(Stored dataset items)

——————————

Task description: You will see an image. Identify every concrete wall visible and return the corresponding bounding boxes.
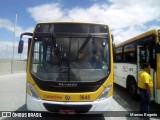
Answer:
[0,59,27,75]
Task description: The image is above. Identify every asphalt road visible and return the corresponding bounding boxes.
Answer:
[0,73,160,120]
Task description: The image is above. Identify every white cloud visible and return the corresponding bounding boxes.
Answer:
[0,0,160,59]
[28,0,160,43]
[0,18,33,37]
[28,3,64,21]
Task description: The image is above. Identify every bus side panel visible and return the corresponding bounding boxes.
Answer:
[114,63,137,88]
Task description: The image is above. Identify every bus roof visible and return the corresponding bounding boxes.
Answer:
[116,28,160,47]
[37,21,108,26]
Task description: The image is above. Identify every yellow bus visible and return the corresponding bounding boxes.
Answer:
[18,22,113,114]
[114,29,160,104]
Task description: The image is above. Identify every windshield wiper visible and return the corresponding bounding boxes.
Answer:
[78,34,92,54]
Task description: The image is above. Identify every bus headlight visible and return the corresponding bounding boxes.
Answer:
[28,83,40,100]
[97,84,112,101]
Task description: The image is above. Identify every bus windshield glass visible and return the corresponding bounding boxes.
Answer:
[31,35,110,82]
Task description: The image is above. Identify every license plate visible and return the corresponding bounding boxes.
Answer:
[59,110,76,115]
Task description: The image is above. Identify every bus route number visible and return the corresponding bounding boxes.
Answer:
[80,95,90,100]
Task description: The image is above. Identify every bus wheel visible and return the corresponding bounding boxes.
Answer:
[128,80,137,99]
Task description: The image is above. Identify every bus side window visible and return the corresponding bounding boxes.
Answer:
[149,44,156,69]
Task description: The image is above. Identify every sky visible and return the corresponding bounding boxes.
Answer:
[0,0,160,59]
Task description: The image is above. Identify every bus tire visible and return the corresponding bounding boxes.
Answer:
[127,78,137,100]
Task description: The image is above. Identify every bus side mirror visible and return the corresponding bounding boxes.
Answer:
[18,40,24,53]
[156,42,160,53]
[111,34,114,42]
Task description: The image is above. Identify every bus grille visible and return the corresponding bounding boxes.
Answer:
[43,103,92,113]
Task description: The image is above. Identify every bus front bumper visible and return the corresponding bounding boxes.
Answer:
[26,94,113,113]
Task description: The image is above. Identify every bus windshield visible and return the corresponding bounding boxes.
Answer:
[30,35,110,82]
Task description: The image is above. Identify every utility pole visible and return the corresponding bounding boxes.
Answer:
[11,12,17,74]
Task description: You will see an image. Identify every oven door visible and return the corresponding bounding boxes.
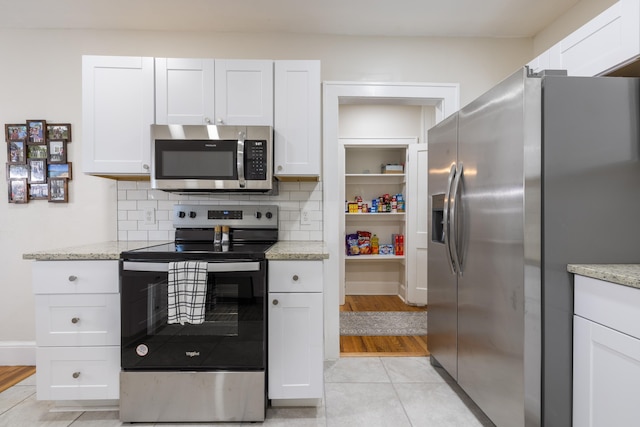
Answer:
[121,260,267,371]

——————————

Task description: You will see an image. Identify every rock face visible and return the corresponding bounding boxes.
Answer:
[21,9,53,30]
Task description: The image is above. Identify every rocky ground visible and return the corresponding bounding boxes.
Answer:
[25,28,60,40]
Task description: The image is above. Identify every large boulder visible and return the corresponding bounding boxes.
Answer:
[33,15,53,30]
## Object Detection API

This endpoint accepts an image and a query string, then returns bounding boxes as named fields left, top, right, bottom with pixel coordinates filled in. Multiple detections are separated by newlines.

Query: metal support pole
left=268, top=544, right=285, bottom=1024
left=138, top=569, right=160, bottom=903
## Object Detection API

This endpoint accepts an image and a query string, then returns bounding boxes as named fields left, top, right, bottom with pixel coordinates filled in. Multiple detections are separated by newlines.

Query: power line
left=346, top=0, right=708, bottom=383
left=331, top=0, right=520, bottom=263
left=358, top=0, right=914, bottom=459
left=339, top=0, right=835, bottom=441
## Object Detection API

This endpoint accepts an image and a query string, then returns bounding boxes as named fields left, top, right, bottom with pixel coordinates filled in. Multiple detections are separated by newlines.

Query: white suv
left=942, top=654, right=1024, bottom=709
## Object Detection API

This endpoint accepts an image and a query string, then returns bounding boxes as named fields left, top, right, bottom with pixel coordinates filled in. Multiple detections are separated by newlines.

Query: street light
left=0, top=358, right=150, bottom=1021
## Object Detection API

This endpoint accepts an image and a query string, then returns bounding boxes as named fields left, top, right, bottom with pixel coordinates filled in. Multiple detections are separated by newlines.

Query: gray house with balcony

——————————

## SHORT TASK
Rewrite the lines starting at the one containing "Task description: The image is above. Identify every yellow" and ending at the one containing "[59,110,76,115]", replacing "Identify" with "Locate" and leaving everything else unchanged.

## FULL RESPONSE
Task description: The image is above. Locate every yellow bus visible and return the corresponding bounding boxes.
Answer:
[18,22,113,114]
[114,29,160,104]
Task description: The image is above. Locate every windshield wiper visible and return the corresponding bounding boxes.
Answer:
[78,34,92,54]
Task description: The image is above. Locate every bus headlight visible and return the corresponding bounding boxes.
Answer:
[28,83,40,100]
[97,84,112,101]
Task description: The image is above. Locate every bus windshield glass visible and return the corresponding bounding boxes.
Answer:
[31,35,110,82]
Task description: The image is above. Locate every license plate visible and return the corresponding bounding boxes.
Answer:
[59,110,76,115]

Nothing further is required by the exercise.